------ 本文

2023/8/24

眠らせていては意味がない。お金は望む未来への「投票権」だ

NewsPicks Brand Design / Editor
 2000年代前半から、政府が「貯蓄から投資へ」を訴えたこともあり、個人投資家の投資意欲が増しつつある。実際、2023年3月末のつみたてNISAの口座数は540万口座。2018年末の53万口座から約5年で10倍以上増加した。(※1)
※1 出典:日本証券業協会「NISA口座開設・利用状況調査結果(2023年3月)」
 一方でつみたてNISAを活用し、投資信託を購入しても、個人が投資した資金が何に使われているのか把握している人は少ない。
「自国の成長企業への投資が進まないことには、個人資産の金融市場への流入による景気回復が進まず、最終的に個人の継続的な投資意欲も削がれるのではないか」
 そう語るのは、成長企業に固定利回りで貸付投資ができるサービスを手掛けるファンズ株式会社の代表取締役、藤田雄一郎氏だ。
 では個人投資家は投資の際にどんな観点を持てばよいのか。
 慶應義塾大学総合政策学部准教授であり、上場企業を含む数社のスタートアップの社外取締役を兼務する経営学者、琴坂将広氏と意見を交わした。

「投資」は「投票」だ

──「貯蓄から投資へ」をスローガンに掲げるなど、政府も個人の投資を後押ししています。個人投資家の活動について、現状をどう考えていますか。
藤田 資産運用の重要性について、みなさんの理解も進み、投資に興味関心を持つ人が増えてきました。これはとても良い傾向だと思います。
 一方で、投資された資金がどんな使われ方をしているか。この議論はあまりなされていません。
 例えばつみたてNISAなどを活用し、インデックスファンドを購入した場合、自分の資産がどこの企業にどれだけ渡り、何に使われているのかわかりづらい。
 もちろん、投資信託やETFは個人が資産形成をする上で重要な手段の一つですし、より多くの人が実践すべき投資の王道といえます。

------------
------ 提供情報

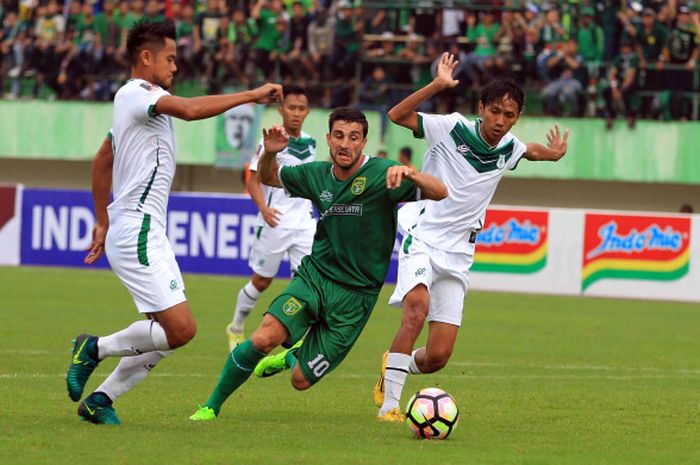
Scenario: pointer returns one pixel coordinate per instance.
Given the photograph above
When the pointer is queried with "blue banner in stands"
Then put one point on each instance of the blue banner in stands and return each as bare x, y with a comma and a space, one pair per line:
209, 233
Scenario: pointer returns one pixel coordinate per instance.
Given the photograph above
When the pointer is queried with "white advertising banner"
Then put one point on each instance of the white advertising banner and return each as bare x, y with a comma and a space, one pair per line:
10, 223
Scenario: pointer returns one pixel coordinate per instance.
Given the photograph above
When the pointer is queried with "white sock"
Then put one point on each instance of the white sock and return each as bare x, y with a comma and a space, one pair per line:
394, 379
142, 336
247, 298
413, 366
130, 372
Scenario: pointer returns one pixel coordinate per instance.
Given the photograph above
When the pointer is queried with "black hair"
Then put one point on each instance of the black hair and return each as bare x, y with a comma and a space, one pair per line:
148, 33
498, 89
349, 115
293, 90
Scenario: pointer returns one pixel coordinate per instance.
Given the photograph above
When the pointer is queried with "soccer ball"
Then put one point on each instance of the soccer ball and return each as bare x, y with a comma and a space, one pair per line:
432, 414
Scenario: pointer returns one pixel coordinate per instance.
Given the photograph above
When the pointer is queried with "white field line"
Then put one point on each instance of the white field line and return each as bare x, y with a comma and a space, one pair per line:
580, 367
213, 376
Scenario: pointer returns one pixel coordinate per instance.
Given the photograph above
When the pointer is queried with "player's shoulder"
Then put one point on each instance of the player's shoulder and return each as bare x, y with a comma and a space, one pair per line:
139, 86
308, 138
449, 118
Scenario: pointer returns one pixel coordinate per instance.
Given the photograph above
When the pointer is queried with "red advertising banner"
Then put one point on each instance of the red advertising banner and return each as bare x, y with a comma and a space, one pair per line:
512, 241
635, 247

------------

_必要な作業:_
1 – 記事のうち「一方でつみたてNISAを活用」から「とても良い傾向だと思います。」まで(末尾の語句を含む)を、一字も変えずに引用してください。
2 – 次の(a)〜(c)が投資に関する記事の内容と一致するか、それぞれ「はい」か「いいえ」で答え、判断の決め手となる記事の語句を正確に引用してください。(a) 2023年3月末のつみたてNISAの口座数は540万口座である。(b) 藤田雄一郎氏は慶應義塾大学の准教授である。(c) 藤田氏は、投資信託やETFは個人の資産形成において重要な手段ではないと述べている。

_解答全文:_
1 –
一方でつみたてNISAを活用し、投資信託を購入しても、個人が投資した資金が何に使われているのか把握している人は少ない。
「自国の成長企業への投資が進まないことには、個人資産の金融市場への流入による景気回復が進まず、最終的に個人の継続的な投資意欲も削がれるのではないか」
 そう語るのは、成長企業に固定利回りで貸付投資ができるサービスを手掛けるファンズ株式会社の代表取締役、藤田雄一郎氏だ。
 では個人投資家は投資の際にどんな観点を持てばよいのか。
 慶應義塾大学総合政策学部准教授であり、上場企業を含む数社のスタートアップの社外取締役を兼務する経営学者、琴坂将広氏と意見を交わした。

「投資」は「投票」だ

──「貯蓄から投資へ」をスローガンに掲げるなど、政府も個人の投資を後押ししています。個人投資家の活動について、現状をどう考えていますか。
藤田 資産運用の重要性について、みなさんの理解も進み、投資に興味関心を持つ人が増えてきました。これはとても良い傾向だと思います。

2 –
(a) はい。「2023年3月末のつみたてNISAの口座数は540万口座。」
(b) いいえ。「ファンズ株式会社の代表取締役、藤田雄一郎氏」
(c) いいえ。「投資信託やETFは個人が資産形成をする上で重要な手段の一つです」